### Work to be completed
Please repeat the entries below, from the line containing "Target: shadow of house" up to and including the line containing "[(321, 227)]".

═════ Extracted material

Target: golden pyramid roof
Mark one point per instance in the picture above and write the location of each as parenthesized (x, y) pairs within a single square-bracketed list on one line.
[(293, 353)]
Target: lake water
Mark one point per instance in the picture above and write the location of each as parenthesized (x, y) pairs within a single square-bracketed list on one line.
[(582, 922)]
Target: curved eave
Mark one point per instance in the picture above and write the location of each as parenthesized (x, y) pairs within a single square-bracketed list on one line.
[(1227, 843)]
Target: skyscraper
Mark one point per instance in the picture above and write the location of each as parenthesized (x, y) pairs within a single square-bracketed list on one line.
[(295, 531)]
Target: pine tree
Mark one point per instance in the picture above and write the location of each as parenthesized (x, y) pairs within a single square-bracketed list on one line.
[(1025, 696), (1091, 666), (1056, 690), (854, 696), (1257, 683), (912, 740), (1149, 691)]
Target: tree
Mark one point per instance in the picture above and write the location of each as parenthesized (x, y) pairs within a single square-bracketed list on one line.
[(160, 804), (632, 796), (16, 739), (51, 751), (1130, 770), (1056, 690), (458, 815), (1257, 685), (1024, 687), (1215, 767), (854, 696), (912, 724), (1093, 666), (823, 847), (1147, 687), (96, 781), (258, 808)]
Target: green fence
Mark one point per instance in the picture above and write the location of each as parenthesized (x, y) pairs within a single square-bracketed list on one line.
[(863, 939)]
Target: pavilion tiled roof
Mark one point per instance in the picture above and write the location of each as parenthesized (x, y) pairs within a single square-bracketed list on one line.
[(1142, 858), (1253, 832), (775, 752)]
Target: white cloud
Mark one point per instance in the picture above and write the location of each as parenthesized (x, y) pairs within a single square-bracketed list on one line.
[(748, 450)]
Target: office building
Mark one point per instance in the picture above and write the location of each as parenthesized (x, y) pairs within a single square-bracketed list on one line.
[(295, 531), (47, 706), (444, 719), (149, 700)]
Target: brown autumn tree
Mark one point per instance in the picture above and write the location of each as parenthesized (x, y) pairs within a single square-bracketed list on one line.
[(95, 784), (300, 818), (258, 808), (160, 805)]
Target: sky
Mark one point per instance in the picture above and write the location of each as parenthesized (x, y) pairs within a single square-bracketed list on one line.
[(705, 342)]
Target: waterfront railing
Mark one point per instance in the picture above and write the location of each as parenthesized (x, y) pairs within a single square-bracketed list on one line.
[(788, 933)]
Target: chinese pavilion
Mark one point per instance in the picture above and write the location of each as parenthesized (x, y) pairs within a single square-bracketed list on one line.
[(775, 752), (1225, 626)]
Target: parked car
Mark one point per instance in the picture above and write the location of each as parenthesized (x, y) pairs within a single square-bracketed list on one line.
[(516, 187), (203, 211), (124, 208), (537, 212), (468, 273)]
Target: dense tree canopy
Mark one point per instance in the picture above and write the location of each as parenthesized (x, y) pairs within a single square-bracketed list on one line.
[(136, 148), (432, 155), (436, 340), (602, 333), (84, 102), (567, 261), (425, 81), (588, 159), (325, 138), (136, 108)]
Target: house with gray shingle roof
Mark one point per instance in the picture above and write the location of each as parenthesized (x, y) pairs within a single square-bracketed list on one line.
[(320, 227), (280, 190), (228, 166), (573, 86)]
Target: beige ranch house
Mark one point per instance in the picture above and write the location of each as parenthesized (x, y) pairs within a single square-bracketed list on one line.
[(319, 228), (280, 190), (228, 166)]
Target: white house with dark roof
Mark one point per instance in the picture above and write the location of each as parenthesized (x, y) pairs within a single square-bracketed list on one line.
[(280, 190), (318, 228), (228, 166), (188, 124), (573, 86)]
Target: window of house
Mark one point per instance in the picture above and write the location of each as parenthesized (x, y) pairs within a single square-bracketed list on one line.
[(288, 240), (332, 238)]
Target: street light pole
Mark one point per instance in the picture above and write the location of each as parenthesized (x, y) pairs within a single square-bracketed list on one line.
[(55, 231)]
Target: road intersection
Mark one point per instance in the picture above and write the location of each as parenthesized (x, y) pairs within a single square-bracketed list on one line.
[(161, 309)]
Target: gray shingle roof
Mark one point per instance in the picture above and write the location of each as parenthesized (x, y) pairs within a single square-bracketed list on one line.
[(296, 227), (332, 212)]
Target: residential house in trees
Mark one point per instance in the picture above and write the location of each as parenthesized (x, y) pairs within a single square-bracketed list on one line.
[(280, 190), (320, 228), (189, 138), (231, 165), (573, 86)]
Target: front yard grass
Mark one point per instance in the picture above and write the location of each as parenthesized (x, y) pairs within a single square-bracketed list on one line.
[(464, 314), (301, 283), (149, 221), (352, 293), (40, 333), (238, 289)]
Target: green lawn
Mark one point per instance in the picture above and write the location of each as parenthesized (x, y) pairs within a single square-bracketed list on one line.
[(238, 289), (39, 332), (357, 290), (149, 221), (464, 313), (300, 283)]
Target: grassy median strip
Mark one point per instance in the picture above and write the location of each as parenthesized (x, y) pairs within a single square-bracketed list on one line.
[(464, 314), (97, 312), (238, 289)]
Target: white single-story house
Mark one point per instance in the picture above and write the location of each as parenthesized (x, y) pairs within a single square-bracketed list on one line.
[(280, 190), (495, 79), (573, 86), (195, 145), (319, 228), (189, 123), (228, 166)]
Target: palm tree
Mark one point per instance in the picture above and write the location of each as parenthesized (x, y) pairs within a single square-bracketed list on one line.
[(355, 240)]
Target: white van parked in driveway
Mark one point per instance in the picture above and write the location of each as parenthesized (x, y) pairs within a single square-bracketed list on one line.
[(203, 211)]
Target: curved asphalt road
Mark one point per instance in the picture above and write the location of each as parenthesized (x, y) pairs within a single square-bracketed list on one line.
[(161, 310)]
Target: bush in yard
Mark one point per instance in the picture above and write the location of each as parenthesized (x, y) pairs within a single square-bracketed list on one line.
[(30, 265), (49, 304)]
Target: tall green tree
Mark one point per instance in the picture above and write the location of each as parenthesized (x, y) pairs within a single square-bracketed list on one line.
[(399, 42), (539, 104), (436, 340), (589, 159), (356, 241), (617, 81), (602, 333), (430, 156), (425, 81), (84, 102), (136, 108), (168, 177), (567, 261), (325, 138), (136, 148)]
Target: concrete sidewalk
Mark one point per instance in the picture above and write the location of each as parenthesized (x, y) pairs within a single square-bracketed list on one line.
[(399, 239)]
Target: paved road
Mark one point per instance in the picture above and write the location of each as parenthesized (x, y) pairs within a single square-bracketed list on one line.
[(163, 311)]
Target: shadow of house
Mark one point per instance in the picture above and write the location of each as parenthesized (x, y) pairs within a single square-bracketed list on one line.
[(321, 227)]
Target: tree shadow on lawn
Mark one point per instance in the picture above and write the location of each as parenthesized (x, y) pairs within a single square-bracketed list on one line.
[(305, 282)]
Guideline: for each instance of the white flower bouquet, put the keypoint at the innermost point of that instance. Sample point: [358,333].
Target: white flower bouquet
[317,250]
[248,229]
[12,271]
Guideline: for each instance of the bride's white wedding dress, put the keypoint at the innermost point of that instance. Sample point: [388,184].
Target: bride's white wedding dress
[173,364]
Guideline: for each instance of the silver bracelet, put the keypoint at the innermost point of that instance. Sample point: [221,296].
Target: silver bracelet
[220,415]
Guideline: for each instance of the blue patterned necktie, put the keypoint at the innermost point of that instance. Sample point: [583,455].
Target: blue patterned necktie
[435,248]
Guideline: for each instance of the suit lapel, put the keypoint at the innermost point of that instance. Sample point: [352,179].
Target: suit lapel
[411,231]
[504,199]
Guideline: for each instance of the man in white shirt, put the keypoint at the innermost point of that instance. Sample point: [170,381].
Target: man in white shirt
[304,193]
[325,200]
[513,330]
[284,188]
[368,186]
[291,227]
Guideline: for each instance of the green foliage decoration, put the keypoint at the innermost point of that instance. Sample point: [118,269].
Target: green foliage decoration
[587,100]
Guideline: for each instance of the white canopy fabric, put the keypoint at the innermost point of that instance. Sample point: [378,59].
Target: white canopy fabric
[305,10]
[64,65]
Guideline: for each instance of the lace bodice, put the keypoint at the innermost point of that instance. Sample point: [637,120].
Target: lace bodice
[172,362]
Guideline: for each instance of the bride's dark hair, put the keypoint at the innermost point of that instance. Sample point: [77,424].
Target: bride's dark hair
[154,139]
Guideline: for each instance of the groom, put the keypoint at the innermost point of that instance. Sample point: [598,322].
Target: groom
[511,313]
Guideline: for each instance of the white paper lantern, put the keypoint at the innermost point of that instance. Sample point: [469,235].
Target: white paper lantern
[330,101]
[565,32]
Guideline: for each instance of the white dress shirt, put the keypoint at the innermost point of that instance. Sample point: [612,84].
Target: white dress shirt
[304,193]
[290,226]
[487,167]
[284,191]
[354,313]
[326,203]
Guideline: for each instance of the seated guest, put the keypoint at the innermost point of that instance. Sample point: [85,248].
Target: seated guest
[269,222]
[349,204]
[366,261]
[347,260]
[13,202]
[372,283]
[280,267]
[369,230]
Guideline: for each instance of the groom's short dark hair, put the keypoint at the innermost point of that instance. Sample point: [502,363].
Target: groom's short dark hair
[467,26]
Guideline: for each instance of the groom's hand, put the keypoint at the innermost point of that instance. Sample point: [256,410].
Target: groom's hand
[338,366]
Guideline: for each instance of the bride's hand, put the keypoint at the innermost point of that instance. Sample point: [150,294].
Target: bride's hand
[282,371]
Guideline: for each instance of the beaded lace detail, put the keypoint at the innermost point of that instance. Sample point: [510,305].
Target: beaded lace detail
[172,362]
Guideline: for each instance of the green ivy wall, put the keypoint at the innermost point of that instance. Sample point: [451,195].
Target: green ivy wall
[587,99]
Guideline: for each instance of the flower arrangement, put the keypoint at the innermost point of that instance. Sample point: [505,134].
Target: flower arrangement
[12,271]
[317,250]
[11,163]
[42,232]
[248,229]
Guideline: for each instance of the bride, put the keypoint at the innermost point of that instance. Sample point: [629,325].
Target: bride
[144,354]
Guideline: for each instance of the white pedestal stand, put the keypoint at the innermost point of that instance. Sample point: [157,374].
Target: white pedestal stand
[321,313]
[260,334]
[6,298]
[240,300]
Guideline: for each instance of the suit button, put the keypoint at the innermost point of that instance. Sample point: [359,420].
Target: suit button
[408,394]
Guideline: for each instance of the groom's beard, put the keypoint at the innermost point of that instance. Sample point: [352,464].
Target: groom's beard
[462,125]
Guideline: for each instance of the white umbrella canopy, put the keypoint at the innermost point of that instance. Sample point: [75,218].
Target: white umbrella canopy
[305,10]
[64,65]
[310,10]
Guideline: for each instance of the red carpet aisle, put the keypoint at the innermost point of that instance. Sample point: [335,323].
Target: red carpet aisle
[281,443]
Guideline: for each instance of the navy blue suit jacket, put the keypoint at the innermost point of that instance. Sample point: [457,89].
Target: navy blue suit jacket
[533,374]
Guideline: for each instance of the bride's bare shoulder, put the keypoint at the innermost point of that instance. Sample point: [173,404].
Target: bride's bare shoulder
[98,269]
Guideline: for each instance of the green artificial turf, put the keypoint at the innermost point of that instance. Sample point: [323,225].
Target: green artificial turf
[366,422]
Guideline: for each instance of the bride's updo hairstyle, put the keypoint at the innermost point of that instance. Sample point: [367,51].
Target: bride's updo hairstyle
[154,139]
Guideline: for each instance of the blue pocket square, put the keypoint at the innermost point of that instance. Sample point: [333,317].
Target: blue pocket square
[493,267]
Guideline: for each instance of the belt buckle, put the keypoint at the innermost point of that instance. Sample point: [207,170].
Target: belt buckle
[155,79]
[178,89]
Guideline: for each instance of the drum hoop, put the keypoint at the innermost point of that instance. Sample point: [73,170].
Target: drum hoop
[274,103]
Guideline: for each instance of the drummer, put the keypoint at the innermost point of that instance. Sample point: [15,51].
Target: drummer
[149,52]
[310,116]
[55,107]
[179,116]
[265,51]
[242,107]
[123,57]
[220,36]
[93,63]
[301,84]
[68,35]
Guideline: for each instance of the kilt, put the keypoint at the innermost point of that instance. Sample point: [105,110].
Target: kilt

══════════

### Solution
Target: shadow of house
Mark one point per instance in the picture above and write the location of each as parenthesized (x, y) pairs within a single square-bracketed list on one line.
[(321, 227)]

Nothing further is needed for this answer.